-- Begin --

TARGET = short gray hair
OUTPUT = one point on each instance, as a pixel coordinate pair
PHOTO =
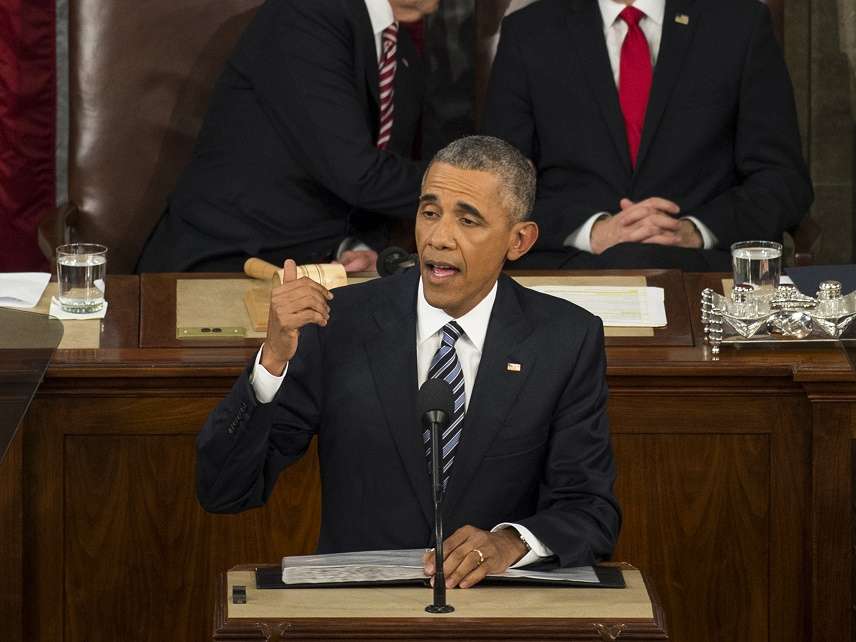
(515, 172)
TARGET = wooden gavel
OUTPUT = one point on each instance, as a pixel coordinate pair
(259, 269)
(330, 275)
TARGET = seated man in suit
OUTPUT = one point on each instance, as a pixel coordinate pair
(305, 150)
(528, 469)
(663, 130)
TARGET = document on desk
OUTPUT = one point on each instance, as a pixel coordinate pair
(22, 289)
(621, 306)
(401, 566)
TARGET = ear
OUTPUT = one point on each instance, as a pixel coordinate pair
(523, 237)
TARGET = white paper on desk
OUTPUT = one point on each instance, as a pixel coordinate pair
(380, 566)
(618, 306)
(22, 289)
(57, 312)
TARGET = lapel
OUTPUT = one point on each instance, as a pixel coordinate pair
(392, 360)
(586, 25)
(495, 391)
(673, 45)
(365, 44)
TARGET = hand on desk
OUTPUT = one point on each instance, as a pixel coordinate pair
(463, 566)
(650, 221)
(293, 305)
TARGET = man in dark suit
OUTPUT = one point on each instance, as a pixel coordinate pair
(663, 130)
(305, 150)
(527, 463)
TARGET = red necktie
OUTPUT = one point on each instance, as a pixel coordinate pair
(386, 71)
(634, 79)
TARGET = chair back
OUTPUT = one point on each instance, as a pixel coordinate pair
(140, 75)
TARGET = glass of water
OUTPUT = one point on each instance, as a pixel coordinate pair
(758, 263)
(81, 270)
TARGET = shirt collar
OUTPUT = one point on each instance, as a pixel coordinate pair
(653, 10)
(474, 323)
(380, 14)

-- End --
-- Begin --

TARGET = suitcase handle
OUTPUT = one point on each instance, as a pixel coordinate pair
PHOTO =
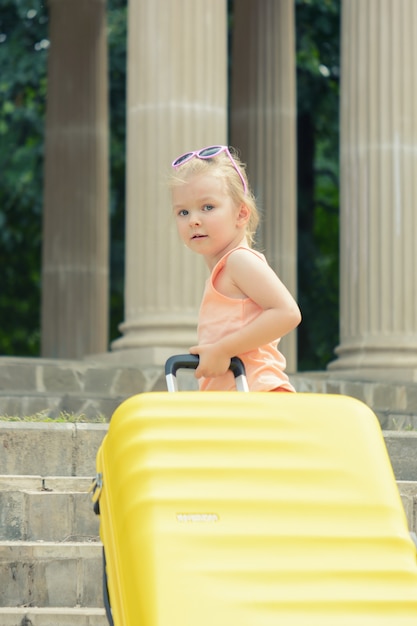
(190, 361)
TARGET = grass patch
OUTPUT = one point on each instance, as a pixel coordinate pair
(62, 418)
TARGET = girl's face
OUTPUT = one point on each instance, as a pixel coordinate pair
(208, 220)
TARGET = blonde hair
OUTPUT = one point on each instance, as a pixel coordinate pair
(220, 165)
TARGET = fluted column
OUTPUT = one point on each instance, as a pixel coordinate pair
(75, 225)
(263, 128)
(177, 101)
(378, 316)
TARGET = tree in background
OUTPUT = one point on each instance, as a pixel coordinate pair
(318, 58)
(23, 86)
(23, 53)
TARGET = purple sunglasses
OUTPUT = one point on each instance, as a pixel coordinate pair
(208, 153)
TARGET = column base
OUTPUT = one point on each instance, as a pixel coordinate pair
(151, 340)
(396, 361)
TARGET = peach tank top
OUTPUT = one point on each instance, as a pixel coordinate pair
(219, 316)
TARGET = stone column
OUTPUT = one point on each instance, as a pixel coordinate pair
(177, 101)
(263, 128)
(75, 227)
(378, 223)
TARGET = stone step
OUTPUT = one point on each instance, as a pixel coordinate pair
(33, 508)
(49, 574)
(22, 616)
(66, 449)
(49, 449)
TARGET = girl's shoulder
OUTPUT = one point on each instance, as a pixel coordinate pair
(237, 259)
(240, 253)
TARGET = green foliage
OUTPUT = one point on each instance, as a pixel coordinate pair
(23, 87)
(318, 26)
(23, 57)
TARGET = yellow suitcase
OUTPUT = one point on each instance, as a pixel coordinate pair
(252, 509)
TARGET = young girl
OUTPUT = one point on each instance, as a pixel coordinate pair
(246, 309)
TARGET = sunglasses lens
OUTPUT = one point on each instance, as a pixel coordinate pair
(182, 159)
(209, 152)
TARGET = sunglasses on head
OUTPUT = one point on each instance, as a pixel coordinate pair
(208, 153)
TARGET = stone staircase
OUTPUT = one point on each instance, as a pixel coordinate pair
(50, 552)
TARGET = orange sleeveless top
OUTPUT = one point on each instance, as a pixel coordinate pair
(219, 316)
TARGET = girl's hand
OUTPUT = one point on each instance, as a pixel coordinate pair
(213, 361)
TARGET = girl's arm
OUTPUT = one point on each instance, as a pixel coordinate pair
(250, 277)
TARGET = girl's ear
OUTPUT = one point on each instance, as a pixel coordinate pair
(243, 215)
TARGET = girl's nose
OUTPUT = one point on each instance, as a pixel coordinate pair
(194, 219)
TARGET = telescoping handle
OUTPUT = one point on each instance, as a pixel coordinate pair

-- End --

Stated exercise - Report every line above that contains the word "girl".

Task output -
TARGET = girl's face
TARGET = girl's shoulder
TARGET = young girl
TARGET = girl's hand
TARGET = girl's arm
TARGET = girl's ear
TARGET = girl's nose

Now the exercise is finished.